## DATA RECORDS
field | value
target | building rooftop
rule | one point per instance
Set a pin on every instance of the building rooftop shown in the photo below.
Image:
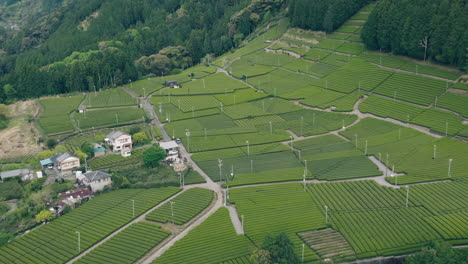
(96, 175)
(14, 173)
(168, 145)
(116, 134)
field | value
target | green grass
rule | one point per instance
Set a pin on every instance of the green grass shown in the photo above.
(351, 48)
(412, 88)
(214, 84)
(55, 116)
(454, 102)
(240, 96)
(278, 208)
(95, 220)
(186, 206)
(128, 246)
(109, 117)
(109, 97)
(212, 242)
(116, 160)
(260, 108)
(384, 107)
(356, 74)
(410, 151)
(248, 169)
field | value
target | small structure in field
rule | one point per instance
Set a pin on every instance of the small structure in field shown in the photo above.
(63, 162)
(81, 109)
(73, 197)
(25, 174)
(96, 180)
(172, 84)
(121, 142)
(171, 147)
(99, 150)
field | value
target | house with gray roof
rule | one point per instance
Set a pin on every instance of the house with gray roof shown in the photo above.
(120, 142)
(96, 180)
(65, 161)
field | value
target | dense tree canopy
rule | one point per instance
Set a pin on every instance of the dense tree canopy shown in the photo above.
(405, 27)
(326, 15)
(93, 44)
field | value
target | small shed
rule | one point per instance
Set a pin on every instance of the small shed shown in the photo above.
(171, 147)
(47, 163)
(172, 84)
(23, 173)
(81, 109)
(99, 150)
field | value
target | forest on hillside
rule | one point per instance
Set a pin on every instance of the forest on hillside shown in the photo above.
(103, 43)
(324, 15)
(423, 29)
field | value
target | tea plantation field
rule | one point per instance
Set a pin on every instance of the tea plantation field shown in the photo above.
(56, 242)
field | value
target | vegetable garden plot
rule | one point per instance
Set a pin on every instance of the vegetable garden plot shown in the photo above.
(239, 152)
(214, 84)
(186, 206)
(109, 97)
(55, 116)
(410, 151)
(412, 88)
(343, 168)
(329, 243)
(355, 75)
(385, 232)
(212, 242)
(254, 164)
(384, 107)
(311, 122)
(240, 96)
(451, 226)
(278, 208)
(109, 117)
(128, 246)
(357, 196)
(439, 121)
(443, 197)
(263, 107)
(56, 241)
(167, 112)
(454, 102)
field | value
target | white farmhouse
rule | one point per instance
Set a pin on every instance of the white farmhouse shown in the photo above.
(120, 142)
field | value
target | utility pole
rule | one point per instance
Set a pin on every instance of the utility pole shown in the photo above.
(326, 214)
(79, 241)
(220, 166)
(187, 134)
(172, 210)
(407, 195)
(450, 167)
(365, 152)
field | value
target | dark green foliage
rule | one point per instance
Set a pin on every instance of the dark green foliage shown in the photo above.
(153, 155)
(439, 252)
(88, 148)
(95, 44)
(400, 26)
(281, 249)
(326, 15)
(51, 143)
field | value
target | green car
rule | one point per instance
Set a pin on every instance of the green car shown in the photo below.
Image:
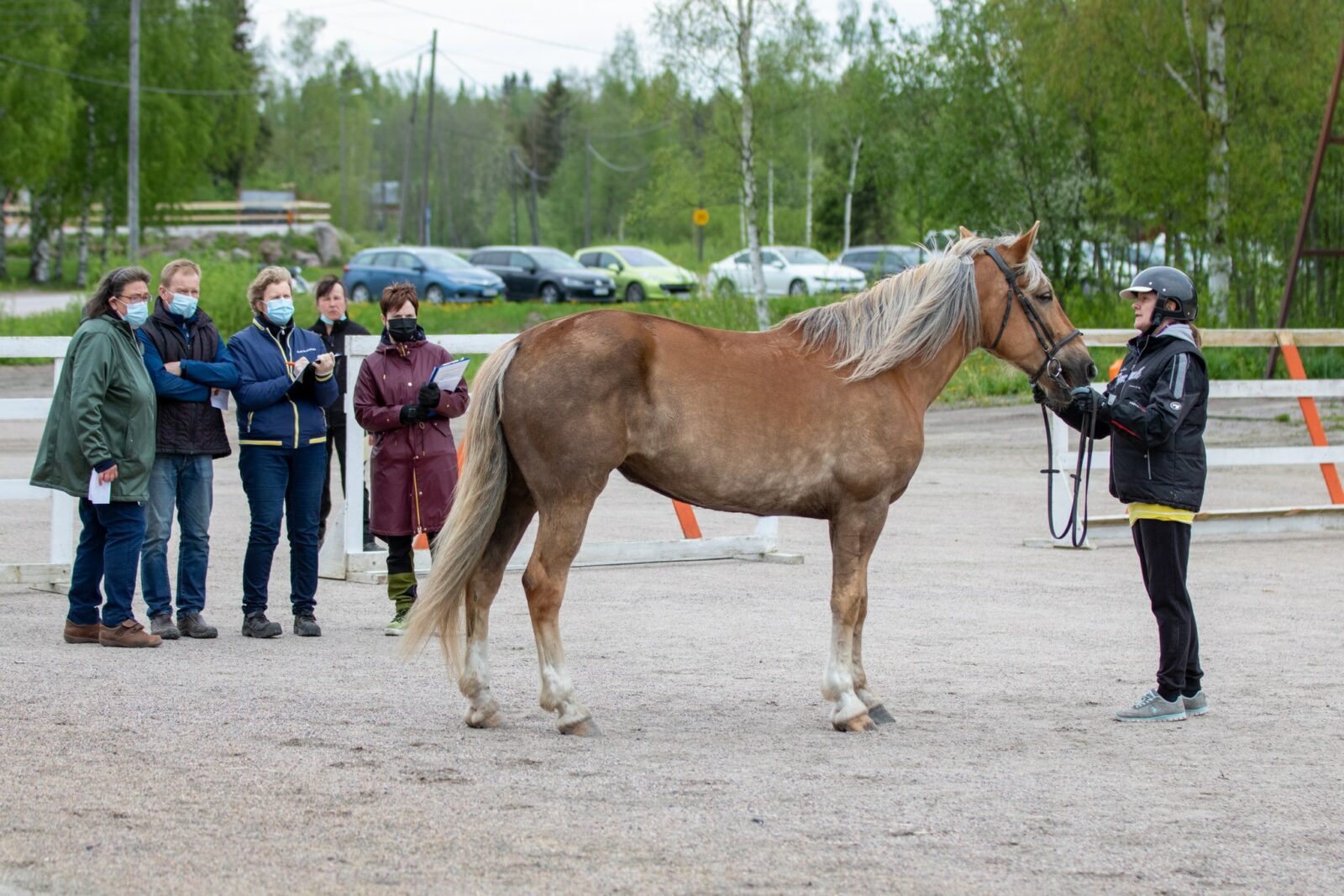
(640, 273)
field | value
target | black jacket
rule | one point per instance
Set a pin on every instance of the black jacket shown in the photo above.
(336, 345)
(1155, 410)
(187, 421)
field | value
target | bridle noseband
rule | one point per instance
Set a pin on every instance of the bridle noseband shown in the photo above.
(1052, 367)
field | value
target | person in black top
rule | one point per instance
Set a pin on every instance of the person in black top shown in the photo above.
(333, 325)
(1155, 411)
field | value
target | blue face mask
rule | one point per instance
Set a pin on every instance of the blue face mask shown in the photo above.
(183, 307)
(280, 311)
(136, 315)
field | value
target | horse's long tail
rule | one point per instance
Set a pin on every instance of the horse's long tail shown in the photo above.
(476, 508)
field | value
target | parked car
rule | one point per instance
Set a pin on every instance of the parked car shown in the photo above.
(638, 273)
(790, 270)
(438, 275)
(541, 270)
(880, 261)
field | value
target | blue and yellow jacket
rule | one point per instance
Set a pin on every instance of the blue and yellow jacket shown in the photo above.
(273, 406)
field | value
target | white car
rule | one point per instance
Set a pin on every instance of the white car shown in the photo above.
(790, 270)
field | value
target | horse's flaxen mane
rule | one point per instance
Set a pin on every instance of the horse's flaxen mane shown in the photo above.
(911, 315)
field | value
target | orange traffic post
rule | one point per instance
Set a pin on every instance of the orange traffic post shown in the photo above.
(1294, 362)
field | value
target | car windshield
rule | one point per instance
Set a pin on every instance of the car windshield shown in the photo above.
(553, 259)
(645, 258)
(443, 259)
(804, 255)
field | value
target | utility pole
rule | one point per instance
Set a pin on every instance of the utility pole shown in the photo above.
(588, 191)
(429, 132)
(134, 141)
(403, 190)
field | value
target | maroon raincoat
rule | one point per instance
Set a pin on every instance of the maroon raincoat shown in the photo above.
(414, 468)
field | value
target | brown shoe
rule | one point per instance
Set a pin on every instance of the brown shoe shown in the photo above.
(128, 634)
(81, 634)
--
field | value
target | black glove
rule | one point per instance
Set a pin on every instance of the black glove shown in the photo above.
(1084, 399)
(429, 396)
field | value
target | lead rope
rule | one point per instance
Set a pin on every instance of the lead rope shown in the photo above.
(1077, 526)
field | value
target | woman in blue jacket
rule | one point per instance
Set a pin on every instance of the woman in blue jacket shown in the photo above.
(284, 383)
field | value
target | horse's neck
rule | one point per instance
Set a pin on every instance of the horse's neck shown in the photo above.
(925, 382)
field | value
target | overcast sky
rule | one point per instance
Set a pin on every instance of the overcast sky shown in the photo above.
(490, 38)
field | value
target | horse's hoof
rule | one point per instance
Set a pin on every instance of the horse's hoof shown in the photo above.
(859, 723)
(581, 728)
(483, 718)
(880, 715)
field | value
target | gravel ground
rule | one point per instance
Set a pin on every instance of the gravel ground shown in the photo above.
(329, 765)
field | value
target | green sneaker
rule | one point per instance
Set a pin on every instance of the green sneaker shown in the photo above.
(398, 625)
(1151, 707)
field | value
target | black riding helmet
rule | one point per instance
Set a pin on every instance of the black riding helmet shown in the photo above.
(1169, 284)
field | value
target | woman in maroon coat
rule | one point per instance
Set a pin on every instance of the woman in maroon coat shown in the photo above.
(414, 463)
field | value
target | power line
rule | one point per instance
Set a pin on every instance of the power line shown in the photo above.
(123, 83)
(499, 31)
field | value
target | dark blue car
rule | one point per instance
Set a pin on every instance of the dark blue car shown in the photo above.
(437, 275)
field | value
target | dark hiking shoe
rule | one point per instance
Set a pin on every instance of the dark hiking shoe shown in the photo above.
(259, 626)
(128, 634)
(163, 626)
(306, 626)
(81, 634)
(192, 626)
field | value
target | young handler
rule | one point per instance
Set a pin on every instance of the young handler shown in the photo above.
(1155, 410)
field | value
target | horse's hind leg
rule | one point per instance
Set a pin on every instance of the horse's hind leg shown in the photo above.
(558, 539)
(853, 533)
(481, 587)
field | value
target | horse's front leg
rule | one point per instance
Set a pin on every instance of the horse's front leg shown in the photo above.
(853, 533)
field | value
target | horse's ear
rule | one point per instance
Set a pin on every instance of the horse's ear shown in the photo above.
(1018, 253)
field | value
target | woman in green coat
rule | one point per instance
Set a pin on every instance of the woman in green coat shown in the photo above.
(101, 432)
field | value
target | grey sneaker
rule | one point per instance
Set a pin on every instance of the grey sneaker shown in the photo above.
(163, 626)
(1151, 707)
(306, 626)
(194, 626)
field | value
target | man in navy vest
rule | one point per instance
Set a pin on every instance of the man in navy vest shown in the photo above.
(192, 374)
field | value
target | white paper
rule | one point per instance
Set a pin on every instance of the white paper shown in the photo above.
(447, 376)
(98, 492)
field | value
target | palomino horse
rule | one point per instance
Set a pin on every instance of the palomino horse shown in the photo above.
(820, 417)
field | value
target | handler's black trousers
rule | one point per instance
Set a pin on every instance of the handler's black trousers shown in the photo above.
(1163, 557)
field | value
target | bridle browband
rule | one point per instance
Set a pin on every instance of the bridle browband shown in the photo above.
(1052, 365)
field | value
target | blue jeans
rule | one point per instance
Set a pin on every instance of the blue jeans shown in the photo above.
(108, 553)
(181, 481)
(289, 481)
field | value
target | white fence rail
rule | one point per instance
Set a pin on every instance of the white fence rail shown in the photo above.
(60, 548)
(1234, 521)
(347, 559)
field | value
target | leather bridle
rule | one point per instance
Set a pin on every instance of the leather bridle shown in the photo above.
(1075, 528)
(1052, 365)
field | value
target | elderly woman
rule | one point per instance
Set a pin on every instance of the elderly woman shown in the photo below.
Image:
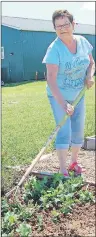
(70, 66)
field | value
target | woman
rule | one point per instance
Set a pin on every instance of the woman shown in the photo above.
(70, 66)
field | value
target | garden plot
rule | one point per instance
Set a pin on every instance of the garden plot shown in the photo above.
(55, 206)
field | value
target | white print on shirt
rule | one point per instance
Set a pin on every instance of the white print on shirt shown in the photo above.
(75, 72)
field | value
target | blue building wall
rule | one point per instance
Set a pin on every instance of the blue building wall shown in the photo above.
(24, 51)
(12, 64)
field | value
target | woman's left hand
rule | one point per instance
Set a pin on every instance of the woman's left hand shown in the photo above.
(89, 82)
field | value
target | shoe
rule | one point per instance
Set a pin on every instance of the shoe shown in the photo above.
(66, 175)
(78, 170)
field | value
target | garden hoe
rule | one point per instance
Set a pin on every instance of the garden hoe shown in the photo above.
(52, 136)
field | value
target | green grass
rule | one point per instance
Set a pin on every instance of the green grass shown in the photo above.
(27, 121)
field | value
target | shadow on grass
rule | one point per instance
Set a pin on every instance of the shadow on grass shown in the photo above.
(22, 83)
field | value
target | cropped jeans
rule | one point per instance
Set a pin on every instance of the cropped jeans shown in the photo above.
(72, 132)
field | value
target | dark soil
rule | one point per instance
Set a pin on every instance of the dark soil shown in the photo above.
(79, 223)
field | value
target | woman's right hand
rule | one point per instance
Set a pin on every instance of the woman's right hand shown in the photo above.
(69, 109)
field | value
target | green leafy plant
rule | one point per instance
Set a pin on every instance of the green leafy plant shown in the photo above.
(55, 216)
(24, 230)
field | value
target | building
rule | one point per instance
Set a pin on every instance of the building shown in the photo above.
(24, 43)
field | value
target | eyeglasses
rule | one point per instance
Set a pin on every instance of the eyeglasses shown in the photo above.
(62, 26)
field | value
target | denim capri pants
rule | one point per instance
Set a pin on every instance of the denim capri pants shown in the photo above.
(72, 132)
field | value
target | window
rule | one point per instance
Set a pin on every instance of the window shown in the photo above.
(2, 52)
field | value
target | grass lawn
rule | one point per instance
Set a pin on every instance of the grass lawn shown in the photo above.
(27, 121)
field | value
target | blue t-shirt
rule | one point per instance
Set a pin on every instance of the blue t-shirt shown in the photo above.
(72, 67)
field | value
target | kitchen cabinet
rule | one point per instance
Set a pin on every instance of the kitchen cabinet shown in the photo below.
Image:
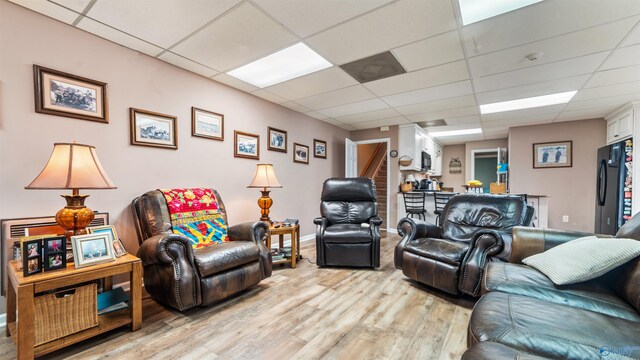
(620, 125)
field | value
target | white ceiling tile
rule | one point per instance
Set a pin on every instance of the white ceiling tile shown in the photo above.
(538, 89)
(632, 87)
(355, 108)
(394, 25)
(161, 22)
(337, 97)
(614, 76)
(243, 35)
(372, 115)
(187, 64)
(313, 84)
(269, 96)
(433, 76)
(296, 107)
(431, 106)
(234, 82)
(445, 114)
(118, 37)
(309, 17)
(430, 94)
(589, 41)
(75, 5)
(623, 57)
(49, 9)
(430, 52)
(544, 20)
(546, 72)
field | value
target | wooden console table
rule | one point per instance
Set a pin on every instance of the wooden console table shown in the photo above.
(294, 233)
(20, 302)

## REQUIRED WORK
Reply with one number, the count of lines in the preceding listing that hold the string "below".

## PROBLEM SOLUTION
4